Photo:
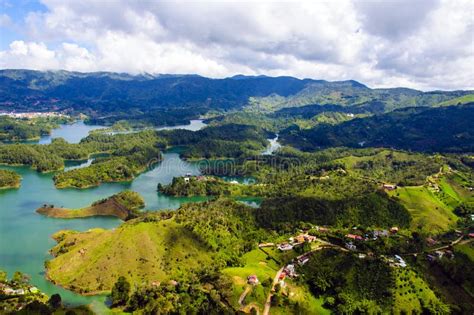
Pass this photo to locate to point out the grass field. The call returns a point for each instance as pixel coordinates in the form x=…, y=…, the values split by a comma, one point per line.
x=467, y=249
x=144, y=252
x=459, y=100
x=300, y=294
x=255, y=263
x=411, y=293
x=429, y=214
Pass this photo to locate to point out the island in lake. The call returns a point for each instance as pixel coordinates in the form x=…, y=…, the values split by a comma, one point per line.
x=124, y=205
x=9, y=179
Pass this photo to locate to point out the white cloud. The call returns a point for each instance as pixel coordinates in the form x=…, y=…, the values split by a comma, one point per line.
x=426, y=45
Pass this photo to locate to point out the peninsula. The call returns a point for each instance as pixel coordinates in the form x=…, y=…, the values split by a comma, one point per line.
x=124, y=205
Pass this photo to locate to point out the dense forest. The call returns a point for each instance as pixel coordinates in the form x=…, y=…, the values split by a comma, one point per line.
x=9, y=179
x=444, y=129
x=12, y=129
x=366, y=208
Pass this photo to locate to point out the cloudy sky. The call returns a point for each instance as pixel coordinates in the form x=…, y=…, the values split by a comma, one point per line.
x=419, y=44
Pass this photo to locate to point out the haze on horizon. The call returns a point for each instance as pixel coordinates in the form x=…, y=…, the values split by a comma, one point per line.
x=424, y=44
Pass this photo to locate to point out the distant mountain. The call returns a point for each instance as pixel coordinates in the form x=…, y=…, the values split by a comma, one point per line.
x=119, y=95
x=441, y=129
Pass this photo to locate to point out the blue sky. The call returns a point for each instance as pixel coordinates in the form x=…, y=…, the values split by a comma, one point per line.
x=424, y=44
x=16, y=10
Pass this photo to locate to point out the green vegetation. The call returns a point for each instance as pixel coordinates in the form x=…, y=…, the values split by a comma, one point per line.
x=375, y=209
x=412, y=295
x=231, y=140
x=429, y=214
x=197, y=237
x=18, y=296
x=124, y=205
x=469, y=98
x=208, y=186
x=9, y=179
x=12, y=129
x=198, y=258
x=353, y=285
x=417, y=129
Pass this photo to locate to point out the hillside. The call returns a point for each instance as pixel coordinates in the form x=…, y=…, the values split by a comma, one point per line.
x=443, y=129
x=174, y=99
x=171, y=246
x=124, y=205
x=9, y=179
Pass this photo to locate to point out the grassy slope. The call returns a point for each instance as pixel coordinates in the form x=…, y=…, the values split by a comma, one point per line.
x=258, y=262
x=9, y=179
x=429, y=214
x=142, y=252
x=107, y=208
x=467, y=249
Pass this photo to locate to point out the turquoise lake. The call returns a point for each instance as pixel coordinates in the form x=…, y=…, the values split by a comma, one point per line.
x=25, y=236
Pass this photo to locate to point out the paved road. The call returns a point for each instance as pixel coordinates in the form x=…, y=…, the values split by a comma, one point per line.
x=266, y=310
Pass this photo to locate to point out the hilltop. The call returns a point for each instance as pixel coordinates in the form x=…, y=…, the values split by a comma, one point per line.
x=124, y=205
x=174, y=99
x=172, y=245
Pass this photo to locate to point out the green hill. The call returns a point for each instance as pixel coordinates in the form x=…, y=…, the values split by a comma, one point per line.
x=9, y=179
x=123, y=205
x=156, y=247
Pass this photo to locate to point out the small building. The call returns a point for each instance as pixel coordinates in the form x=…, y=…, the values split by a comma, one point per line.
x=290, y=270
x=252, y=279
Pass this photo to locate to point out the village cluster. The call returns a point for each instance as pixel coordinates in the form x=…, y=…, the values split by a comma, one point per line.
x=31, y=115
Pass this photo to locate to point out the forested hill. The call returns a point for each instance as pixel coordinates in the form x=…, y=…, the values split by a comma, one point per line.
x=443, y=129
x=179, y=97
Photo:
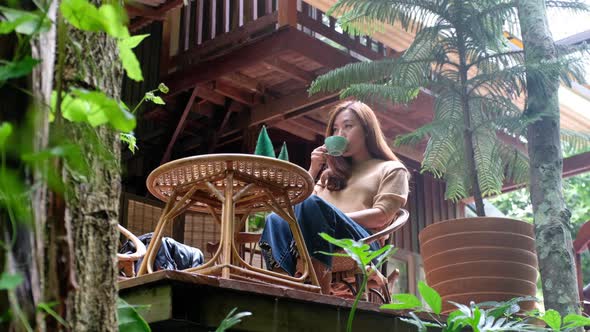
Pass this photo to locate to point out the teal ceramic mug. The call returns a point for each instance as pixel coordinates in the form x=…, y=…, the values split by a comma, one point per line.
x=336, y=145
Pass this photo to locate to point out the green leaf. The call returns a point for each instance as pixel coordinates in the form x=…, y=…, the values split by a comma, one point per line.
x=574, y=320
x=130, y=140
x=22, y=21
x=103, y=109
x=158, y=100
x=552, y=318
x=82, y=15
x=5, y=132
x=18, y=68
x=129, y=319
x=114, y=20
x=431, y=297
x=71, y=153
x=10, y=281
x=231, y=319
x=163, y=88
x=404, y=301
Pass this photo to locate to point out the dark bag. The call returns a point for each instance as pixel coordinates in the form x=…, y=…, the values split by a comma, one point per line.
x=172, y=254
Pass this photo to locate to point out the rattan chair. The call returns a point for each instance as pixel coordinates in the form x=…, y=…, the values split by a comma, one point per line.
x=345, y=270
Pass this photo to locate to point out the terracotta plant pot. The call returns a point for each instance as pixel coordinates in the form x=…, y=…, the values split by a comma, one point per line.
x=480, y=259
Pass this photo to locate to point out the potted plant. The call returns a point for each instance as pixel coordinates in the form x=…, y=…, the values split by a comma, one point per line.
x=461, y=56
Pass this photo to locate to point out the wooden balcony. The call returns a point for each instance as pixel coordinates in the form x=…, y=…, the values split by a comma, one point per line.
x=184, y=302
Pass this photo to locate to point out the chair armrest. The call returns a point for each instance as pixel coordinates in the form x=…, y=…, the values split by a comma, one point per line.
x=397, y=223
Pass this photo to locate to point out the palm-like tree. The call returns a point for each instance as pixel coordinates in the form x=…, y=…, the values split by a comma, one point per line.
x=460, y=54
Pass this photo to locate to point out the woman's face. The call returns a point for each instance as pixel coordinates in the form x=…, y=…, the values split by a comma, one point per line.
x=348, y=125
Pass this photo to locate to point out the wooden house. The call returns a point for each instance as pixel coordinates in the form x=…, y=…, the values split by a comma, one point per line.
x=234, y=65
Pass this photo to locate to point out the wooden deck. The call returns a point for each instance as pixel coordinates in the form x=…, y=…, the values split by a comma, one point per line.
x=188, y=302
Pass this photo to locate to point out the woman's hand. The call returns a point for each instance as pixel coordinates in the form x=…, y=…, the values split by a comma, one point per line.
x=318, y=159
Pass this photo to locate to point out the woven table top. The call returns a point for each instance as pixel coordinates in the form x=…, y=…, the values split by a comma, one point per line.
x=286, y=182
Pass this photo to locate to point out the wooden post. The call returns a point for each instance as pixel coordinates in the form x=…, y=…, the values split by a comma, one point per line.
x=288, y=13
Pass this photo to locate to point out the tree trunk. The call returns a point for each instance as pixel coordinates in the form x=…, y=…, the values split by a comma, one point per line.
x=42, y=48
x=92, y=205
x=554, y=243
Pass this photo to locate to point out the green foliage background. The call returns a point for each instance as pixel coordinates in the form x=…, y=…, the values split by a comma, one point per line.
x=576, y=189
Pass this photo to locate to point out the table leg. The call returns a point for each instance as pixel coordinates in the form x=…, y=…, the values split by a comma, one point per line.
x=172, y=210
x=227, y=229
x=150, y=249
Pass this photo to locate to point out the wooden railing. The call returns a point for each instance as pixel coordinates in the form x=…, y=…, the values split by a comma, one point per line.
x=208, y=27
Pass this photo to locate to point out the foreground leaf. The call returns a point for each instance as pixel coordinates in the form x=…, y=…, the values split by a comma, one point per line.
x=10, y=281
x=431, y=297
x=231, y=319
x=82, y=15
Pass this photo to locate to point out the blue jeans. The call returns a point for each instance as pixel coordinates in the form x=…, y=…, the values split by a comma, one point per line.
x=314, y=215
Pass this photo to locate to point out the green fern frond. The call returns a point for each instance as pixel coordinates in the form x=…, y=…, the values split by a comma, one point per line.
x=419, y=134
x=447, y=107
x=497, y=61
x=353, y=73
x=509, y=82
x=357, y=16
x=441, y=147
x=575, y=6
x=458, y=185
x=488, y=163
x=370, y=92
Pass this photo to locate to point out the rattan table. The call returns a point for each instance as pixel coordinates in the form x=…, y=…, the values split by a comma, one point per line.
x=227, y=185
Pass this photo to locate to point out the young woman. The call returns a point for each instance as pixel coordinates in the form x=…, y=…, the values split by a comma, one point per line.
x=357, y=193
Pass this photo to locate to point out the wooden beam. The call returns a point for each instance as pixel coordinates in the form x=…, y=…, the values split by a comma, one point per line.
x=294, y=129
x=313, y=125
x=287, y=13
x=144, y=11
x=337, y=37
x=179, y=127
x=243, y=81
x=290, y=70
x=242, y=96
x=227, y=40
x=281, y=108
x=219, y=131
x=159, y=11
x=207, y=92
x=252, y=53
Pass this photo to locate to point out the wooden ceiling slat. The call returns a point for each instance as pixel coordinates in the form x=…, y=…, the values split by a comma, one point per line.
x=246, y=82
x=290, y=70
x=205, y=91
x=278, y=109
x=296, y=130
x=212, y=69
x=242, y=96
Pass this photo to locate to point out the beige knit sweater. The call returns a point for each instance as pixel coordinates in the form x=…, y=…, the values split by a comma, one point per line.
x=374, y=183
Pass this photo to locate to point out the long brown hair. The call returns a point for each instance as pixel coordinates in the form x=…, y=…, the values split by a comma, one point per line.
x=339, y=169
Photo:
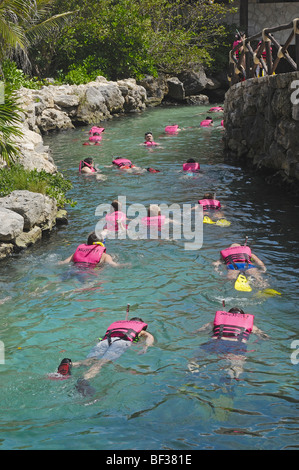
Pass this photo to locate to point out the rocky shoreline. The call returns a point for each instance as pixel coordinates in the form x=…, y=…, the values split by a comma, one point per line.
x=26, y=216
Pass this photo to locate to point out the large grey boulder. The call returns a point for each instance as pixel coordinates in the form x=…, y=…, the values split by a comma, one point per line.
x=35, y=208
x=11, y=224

* DIRECTIVE
Output the lines from the one containing "Pass this photo to locate to point out the table" through the one containing "x=370, y=92", both included, as a JSON list of strings with one string per line and no blank lines.

* IN RESPONSE
[
  "Pass this photo to locate to point out the table leg. The call returns a point for each instance as pixel coordinates in the form x=…, y=…, the values split by a comma, one point per line.",
  "x=172, y=210",
  "x=227, y=229",
  "x=150, y=249",
  "Pass this photo to locate to point out the wooden railing. The call returns a point for each instance as pixel coordinates in the form x=…, y=…, the values split by a comma, one point per line.",
  "x=208, y=27",
  "Pass this photo to locate to point out the foreground leaf. The call returns a point for each instance as pixel coordinates in the form x=…, y=…, the values split by a comma, one point per line.",
  "x=10, y=281",
  "x=431, y=297",
  "x=231, y=319",
  "x=82, y=15",
  "Pass this photo to locate to point out the blue jeans. The call returns a point for each instance as pixel coordinates in the form x=…, y=…, the values split by a comma, one point per line.",
  "x=314, y=215",
  "Pass this photo to locate to point out the green fern frond. The call returns a point for each instance as pixel coordinates in the form x=…, y=…, the values split by a comma, one point per line.",
  "x=419, y=134",
  "x=447, y=107",
  "x=497, y=61",
  "x=353, y=73",
  "x=509, y=82",
  "x=357, y=16",
  "x=441, y=147",
  "x=575, y=6",
  "x=458, y=185",
  "x=488, y=163",
  "x=370, y=92"
]